## Problem statement
The stretch wanted below opens at the line containing "Target: orange glow in sky" and closes at the line containing "Spot the power". Please return it exactly, with no other lines.

## Extracted records

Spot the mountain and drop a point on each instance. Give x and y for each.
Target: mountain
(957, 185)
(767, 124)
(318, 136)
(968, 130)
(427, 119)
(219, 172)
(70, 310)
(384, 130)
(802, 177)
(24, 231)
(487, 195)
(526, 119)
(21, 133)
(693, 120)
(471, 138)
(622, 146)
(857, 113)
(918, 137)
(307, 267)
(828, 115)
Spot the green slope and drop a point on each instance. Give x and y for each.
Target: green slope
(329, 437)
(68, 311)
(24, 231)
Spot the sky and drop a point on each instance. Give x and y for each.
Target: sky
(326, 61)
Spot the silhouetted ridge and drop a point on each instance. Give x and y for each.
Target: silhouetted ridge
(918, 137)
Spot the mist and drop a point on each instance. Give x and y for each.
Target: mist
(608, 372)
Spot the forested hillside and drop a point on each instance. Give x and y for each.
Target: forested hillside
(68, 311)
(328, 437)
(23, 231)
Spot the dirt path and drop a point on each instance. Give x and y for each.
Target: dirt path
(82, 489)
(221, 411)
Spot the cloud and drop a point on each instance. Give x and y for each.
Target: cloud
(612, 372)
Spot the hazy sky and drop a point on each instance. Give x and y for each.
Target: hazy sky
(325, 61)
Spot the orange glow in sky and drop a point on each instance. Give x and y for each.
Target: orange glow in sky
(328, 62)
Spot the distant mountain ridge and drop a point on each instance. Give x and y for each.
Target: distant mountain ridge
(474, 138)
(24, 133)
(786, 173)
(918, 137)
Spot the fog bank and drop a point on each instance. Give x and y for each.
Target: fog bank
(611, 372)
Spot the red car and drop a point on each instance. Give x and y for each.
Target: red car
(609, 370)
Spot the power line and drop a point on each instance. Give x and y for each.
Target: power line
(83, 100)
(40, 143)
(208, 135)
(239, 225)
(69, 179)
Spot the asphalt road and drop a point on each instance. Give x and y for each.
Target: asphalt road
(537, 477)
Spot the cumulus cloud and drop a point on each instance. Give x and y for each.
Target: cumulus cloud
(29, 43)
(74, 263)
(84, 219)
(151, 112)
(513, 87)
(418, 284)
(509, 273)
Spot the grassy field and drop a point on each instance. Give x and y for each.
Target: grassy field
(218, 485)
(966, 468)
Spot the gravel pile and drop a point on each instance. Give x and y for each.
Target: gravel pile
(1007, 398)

## Exercise result
Target: orange glow in sky
(328, 62)
Spot the distant mountain ridge and drop a point on each instance. Give x and y for each.
Target: distant mountain ridge
(474, 138)
(24, 133)
(786, 173)
(918, 137)
Spot the fog bank and drop a point on each instance. Give x and y for each.
Target: fog bank
(611, 372)
Spot the red car and drop a point on each instance. Give x and y for each.
Target: red car
(609, 370)
Spot the power line and drop a point on each instance. Give x and y for each.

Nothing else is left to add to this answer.